▶ **Votre tâche**
Recopiez le passage du texte sur la vérité qui débute aux mots « La vérité comme » et se termine après « aboutissement fait lever. ». Remplacez-y « vérité » par « connaissance ».

▶ **Texte à lire**
La vérité comme décision multiplicatrice
Accrochés à ces fantasmes, nous imposons un point d’arrêt à la vérité qui n’est jamais pourtant, la science nous en est témoin, que l’aboutissement provisoire d’une question et le surgissement de nouvelles questions que cet aboutissement fait lever.
La vérité, comme l’art, n’est qu’une aspiration, une recherche, une ascèse. Et nous nous acharnons à la prendre pour un fait ; un fait qu’il nous suffirait de décréter pour qu’il soit. Trump est le prophète caricatural de cette proclamation qui prend ses désirs pour la réalité, et exige, comme un enfant, leur satisfaction immédiate : comme si dire et même simplement croire, c’était faire. Leni Riefenstahl, l’égérie du nazisme, avait vendu la mèche du populisme halluciné dans son film justement intitulé Triomphe de la volonté (1934). Et si la vérité, s’il en est une, de notre époque tenait précisément à cette façon de prendre le simulacre pour la réalité, le faux pour le vrai, la représentation pour la chose représentée ? Et si nous nous étions volontairement enfermés dans la caverne allégorique de Platon ? Et si notre idée de l’altérité se perdait dans la prolifération des mèmes ? Et si nous n’avions d’autre avenir, d’autre aspiration que d’en devenir un nous-mêmes ?

▶ **Lignes fournies**
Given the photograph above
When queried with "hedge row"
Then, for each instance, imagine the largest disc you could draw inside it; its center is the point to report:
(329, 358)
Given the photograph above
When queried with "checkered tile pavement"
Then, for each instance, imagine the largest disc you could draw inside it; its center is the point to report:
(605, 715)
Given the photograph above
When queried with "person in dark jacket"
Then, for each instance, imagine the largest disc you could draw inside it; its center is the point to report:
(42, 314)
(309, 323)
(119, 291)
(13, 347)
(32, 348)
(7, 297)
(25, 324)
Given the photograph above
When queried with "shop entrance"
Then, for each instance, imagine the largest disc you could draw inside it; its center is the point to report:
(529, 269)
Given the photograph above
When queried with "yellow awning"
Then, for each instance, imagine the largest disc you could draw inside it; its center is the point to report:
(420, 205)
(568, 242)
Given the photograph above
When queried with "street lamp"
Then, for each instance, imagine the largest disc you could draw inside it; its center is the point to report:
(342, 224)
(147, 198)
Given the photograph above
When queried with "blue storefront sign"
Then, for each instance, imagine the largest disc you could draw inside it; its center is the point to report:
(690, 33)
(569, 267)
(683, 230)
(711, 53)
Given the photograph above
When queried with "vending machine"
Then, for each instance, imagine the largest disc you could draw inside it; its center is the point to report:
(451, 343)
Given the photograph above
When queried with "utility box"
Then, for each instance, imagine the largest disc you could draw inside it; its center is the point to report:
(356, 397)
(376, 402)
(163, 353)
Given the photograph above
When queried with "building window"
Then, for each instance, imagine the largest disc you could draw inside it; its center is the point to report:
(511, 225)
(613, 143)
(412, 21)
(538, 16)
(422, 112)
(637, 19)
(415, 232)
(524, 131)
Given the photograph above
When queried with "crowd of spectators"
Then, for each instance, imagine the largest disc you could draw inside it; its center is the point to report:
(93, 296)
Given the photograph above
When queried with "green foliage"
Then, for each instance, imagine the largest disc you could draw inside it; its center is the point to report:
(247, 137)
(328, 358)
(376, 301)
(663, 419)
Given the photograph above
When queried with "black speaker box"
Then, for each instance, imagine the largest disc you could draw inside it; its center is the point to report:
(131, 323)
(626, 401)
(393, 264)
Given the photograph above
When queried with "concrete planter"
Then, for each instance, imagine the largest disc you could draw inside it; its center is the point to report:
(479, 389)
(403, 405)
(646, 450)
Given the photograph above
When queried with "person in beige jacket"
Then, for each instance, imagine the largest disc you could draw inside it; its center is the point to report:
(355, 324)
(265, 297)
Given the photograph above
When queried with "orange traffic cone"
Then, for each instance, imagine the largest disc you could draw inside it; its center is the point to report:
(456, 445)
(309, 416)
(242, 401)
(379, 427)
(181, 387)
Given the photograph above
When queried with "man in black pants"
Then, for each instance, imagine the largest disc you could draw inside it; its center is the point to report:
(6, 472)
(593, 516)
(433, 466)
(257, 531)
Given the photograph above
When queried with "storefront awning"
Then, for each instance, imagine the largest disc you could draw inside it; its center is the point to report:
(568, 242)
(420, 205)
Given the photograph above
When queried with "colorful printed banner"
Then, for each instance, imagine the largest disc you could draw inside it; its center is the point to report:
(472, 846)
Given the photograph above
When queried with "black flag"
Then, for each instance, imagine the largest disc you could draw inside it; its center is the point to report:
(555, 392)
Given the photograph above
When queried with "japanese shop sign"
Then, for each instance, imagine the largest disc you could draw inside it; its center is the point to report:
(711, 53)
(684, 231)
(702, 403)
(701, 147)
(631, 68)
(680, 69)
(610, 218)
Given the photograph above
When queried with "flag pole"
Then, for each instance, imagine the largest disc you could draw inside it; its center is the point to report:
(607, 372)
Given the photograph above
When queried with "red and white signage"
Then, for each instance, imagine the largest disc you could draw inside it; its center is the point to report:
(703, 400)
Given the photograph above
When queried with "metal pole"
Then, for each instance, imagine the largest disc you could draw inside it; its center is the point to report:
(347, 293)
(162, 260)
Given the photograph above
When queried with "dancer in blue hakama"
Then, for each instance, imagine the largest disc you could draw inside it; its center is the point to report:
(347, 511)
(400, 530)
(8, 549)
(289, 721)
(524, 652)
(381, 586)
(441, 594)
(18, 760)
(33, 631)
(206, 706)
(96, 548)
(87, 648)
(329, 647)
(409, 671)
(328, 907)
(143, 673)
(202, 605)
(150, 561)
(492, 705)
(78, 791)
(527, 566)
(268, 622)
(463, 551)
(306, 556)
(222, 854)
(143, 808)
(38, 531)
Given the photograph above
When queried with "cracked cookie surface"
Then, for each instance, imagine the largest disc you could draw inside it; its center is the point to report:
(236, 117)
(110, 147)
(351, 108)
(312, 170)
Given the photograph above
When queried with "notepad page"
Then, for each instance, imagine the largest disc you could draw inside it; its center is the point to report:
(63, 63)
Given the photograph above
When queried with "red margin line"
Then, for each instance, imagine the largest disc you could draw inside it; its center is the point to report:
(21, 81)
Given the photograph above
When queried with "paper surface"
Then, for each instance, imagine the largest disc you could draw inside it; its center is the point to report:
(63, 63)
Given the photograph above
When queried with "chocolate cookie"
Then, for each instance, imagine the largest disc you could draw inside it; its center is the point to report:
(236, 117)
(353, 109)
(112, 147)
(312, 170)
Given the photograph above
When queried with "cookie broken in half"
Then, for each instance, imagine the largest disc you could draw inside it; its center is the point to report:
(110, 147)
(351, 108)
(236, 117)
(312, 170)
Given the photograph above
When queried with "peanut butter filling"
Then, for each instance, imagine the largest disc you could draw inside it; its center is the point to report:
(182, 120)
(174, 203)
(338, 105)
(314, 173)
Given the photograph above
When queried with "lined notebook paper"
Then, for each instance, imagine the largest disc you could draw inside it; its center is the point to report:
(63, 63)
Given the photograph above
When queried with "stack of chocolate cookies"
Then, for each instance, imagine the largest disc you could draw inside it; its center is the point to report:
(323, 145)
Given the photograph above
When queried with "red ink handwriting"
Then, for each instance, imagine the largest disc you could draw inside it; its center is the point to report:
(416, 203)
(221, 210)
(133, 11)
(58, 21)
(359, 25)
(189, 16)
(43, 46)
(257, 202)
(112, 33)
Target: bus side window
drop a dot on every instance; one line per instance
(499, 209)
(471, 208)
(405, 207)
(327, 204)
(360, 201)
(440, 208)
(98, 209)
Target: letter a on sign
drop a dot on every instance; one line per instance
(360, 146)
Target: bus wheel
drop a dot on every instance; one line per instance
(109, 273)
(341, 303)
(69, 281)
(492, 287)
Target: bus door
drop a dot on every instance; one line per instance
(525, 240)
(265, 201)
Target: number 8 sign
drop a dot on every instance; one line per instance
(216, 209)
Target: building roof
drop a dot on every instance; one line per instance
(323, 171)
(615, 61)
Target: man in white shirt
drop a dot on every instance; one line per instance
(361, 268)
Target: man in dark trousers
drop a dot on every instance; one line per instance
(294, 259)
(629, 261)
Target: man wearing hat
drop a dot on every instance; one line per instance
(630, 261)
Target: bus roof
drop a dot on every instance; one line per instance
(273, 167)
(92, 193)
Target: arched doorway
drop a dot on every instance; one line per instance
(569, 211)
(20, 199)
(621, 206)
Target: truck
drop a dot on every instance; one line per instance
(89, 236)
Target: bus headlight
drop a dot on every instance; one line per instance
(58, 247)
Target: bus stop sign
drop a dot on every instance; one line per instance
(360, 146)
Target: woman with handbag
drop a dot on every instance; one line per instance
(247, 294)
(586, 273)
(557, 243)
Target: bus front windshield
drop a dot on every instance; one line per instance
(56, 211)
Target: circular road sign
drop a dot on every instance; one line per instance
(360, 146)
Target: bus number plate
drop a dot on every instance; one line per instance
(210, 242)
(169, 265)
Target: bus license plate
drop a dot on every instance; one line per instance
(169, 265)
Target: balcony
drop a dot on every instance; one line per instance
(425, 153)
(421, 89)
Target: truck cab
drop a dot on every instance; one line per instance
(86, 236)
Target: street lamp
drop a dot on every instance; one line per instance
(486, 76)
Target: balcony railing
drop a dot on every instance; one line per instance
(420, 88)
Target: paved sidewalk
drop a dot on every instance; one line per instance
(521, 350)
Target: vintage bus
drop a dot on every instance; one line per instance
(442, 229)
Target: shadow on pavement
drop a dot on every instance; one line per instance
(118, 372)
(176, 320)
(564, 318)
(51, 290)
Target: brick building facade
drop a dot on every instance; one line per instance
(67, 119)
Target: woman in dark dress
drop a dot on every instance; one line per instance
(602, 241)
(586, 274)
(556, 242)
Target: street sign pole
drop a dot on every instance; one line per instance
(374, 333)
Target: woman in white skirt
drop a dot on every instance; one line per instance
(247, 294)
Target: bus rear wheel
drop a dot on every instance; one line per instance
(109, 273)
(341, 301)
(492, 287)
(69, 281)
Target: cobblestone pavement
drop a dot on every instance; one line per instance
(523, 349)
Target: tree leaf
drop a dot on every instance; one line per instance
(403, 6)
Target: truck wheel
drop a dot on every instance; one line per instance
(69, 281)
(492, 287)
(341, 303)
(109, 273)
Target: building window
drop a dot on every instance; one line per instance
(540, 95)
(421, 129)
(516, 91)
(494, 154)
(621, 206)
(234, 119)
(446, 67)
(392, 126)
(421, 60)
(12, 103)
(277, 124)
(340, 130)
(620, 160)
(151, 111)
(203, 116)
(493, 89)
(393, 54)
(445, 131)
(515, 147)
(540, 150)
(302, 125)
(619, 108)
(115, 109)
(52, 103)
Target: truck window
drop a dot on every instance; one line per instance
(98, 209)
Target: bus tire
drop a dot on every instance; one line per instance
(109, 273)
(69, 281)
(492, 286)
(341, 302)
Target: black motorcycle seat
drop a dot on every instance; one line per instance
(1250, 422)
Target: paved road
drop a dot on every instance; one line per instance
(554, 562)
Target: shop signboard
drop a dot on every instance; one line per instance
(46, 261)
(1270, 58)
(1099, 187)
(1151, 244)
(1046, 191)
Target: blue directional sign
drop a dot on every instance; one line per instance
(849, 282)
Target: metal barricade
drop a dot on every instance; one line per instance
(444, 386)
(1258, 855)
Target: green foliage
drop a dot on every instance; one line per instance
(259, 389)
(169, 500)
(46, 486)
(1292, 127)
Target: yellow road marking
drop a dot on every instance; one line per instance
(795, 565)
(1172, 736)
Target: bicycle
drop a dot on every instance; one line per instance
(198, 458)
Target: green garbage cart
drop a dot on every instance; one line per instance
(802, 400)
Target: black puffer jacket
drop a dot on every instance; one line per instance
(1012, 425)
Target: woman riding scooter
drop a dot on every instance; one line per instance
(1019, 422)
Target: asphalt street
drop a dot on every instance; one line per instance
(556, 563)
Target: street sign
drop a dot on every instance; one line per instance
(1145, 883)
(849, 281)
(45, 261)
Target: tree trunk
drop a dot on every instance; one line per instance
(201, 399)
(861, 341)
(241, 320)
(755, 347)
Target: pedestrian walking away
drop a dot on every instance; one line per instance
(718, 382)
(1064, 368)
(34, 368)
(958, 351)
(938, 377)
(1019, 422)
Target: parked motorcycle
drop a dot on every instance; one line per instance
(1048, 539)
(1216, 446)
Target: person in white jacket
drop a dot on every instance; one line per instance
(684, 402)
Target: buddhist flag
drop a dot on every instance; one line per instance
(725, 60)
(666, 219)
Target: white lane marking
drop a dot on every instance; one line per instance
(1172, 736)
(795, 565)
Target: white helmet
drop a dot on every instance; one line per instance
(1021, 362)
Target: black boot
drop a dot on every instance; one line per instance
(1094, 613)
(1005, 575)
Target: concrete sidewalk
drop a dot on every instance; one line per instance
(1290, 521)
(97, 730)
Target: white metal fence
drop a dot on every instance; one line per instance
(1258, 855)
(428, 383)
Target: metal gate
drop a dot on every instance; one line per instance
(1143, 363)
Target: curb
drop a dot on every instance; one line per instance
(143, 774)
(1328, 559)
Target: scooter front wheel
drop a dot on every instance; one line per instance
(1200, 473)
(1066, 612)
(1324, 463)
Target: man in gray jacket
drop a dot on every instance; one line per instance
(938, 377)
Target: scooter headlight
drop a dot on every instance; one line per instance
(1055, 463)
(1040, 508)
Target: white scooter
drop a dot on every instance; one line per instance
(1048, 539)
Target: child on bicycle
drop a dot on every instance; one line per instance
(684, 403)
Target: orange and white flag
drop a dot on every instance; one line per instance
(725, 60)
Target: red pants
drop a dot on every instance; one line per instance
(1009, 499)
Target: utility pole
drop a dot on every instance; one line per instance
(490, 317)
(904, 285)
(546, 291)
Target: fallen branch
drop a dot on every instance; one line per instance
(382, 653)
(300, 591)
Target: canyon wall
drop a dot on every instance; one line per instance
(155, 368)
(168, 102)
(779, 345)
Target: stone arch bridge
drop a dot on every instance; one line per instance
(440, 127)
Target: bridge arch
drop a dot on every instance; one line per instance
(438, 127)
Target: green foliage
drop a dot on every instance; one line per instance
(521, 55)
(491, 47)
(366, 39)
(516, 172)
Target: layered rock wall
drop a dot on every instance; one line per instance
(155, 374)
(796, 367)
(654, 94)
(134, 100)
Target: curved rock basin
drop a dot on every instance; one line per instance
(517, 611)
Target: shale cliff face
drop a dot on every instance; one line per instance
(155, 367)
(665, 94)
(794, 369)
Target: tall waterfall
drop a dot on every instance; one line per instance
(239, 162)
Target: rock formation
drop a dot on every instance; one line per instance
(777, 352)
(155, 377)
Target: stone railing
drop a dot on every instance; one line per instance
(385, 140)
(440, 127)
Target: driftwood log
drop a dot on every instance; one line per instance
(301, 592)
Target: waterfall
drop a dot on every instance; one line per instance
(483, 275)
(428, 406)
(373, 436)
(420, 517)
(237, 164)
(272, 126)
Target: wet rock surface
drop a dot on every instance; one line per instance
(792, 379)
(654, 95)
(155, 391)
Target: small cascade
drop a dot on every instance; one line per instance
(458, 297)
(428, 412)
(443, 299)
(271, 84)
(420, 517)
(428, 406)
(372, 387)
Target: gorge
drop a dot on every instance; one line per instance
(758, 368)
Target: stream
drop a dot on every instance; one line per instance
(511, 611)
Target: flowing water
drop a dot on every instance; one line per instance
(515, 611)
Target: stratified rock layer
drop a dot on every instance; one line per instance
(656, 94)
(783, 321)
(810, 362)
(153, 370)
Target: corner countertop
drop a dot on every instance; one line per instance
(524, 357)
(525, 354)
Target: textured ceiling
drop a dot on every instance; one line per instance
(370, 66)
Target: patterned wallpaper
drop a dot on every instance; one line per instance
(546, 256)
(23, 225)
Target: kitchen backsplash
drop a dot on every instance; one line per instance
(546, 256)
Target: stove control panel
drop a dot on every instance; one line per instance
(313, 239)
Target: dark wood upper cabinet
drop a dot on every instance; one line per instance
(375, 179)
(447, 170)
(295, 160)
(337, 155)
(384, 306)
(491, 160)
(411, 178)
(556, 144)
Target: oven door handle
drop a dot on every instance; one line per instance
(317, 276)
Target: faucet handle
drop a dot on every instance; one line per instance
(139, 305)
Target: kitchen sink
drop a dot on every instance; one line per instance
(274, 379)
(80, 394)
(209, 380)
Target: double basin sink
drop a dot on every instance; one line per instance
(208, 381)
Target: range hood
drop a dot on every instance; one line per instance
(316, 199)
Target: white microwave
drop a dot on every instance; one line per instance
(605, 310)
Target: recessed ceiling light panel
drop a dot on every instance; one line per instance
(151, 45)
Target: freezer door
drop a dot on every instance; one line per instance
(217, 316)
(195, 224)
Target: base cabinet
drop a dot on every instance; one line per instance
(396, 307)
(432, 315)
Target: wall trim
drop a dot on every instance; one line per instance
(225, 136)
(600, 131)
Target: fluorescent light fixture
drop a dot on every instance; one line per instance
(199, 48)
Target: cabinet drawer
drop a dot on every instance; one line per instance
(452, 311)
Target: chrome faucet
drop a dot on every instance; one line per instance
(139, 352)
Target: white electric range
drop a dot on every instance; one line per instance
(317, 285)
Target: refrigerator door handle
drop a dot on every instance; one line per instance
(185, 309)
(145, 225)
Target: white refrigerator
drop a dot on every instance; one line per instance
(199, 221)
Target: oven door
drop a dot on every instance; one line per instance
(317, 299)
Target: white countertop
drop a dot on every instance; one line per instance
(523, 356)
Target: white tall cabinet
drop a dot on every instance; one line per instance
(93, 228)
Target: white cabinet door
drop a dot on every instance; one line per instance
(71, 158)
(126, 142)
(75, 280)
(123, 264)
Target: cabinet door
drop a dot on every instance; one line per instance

▶ **Résultat attendu**
La connaissance comme décision multiplicatrice
Accrochés à ces fantasmes, nous imposons un point d’arrêt à la connaissance qui n’est jamais pourtant, la science nous en est témoin, que l’aboutissement provisoire d’une question et le surgissement de nouvelles questions que cet aboutissement fait lever.